__Objective__: Format the items below as a numbered list, leaving out blank lines.

--- start Given information ---

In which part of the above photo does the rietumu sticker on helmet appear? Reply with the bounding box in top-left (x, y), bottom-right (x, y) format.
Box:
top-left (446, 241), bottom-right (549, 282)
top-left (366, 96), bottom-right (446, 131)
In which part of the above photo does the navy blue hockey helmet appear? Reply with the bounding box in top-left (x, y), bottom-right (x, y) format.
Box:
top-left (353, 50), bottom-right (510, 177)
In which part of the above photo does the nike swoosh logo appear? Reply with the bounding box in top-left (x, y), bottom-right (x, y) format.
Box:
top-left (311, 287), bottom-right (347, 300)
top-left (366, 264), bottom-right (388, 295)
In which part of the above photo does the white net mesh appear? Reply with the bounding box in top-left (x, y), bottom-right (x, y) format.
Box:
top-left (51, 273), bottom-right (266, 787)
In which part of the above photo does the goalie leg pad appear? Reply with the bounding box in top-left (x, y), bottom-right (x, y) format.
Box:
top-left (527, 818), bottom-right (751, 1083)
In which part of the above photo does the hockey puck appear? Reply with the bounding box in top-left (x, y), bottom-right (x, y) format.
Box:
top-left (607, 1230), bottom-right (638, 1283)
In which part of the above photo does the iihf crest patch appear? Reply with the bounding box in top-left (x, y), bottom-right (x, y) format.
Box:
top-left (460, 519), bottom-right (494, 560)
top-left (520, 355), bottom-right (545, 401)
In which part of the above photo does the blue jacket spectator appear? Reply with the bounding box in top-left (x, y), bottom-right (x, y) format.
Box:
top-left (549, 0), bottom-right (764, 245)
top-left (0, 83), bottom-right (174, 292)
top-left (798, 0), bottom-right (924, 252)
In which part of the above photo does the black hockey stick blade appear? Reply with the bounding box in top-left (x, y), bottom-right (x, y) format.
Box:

--- end Given information ---

__Reply__:
1. In which part of the above photo does the rietumu sticker on helmet appear? Reply with the bounding box in top-left (x, y), bottom-right (x, y) format.
2. Box:
3. top-left (446, 241), bottom-right (549, 282)
4. top-left (366, 96), bottom-right (446, 131)
5. In which part of the above photo does the navy blue hockey helmet appear? Reply with the bounding box in top-left (x, y), bottom-right (x, y) format.
6. Box:
7. top-left (353, 50), bottom-right (510, 177)
8. In which part of the above photo does the nike swoosh logo appear? Reply with the bounding box in top-left (x, y), bottom-right (x, y) format.
9. Box:
10. top-left (311, 287), bottom-right (347, 300)
11. top-left (366, 264), bottom-right (388, 295)
12. In which part of the above photo does the white net mesh appear? Reply with the bounding box in top-left (x, y), bottom-right (x, y) format.
13. Box:
14. top-left (51, 273), bottom-right (266, 787)
15. In which part of the above photo does the goalie leg pad appear? Reply with the bounding box in top-left (x, y), bottom-right (x, y) format.
16. Box:
17. top-left (527, 818), bottom-right (751, 1083)
18. In which part of the above photo does the hockey puck appear? Reply with the bounding box in top-left (x, y), bottom-right (x, y) format.
19. Box:
20. top-left (607, 1230), bottom-right (638, 1283)
21. In which part of the above photo does the iihf crest patch appear? Reply with the bounding box in top-left (x, y), bottom-right (x, y) format.
22. Box:
23. top-left (460, 519), bottom-right (494, 560)
24. top-left (520, 355), bottom-right (545, 401)
25. In which part of the above photo does the blue jacket spectator appear? Reply with the bounding box in top-left (x, y), bottom-right (x, y) format.
26. Box:
27. top-left (549, 0), bottom-right (764, 245)
28. top-left (0, 83), bottom-right (174, 292)
29. top-left (798, 0), bottom-right (924, 252)
30. In which part of the above photo does the black hockey stick blade appear? Reply with the bounding box in top-left (x, y), bottom-right (x, y) format.
31. Box:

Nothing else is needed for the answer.